SELECTED TEXT:
On Sun, 24 Jun 2001, Neil Booth wrote:

> Switches for all front ends, and the driver, assembler, linker etc.,
> are listed in a single configuration file, "gcc.switches", below.
> Target-specific switches would be contained in an extra file in the
> relevant config/cpu directory.  These files are fairly free form, and
> so can be concatenated to get a complete switch definition file for a
> target.  The program "gen-switches" (below) takes such a file as
> input, an spits out a header file containing an "enum" for each switch
> group, and a ".tbl" file containing a hash table for the input
> switches.  So that, for example, the C front ends doesn't need to
> carry the baggage of Fortran and C++ switches, gen-switches can filter
> the switches and produce a hash table for specific front ends only.

It might be better to keep the ability to drop in front ends by adding a
subdirectory (without also patching the rest of GCC).  To do this you'd
need the tables for front ends to be in separate files, for actual names
such as {C++} and {Ada} to be used for front ends in the table rather than
hard-coded single-letter codes (which I think would be a good idea anyway,
to avoid limiting the number of front ends by the number of letters of the
alphabet), and for compatible entries for a switch from different front
ends to be merged.

Object pointing dataset rows:
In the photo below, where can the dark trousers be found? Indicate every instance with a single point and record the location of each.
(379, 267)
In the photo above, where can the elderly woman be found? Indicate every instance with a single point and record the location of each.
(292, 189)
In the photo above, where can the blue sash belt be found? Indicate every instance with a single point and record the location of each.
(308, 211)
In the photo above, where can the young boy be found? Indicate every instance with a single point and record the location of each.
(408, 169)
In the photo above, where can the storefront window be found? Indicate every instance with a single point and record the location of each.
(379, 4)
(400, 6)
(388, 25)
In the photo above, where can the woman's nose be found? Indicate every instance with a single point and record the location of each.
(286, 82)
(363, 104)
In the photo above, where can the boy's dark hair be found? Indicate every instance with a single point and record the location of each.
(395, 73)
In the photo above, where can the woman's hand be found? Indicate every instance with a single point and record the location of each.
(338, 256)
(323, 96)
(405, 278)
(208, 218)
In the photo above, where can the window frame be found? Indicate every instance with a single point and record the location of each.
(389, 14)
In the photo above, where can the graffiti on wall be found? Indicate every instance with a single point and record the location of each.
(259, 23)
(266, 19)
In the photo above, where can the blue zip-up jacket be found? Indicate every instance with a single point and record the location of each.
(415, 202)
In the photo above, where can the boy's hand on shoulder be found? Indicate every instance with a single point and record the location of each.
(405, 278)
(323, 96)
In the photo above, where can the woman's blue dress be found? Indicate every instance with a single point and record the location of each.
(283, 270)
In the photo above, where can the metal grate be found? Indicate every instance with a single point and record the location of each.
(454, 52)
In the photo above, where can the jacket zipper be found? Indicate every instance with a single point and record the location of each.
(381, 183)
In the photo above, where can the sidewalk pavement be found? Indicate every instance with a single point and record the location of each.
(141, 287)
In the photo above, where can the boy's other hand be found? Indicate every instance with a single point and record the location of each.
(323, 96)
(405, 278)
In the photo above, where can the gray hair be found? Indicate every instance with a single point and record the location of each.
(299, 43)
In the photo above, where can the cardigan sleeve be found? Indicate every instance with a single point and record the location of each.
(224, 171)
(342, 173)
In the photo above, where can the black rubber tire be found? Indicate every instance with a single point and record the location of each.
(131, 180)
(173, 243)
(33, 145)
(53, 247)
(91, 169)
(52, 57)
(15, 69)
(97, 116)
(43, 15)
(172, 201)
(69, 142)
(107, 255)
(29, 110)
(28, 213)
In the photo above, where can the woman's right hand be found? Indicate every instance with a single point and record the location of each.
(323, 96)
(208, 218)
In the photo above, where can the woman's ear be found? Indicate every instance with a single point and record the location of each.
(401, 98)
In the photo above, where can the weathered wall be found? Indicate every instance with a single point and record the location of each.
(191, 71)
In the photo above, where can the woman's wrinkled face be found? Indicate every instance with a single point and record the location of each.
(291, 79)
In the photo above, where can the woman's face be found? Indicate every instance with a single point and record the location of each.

SET PROBLEM 1: Output the portion of the message on GCC switches from "It might be" to "to be merged." verbatim.
SET PROBLEM 2: In the message on GCC switches, what drawback of using hard-coded single-letter codes for front ends is given?
SET PROBLEM 3: Extend the message on GCC switches, continuing after its final sentence.

WRITTEN REPLY 1:
It might be better to keep the ability to drop in front ends by adding a
subdirectory (without also patching the rest of GCC).  To do this you'd
need the tables for front ends to be in separate files, for actual names
such as {C++} and {Ada} to be used for front ends in the table rather than
hard-coded single-letter codes (which I think would be a good idea anyway,
to avoid limiting the number of front ends by the number of letters of the
alphabet), and for compatible entries for a switch from different front
ends to be merged.

WRITTEN REPLY 2: They would limit the number of front ends to the number of letters of the alphabet.

WRITTEN REPLY 3:
> words, we put all of "-fsigned-char", "-funsigned-char",
> "-fno-signed-char" and "-fno-unsigned-char" into a single group,
> called "GP_fsigned_char" say.  Another example of a suitable grouping
> is the three switches "-E", "-c" and "-S".  Each switch within a group

Will this have the appropriate handling of both those cases: more than one
of -E/-c/-S is an error, but the signed-char switches override each other?

> So, I propose we go with a scheme like the one described above.  It
> should be possible to extend it further.  For example, one thing I
> would like to do later is to move the --help documentation into the
> switch configuration file to go with each switch.  This would make it
> harder for people to add switches without documenting them :-) The
> driver could then print out most of the --help documentation in a
> loop.  Ultimately, it might even be possible to move the texinfo
> documentation into the configuration file, too.

Of course, you'd need to adapt exgettext to take help texts from the
switches file.  (But clearly the help texts ought to move there.)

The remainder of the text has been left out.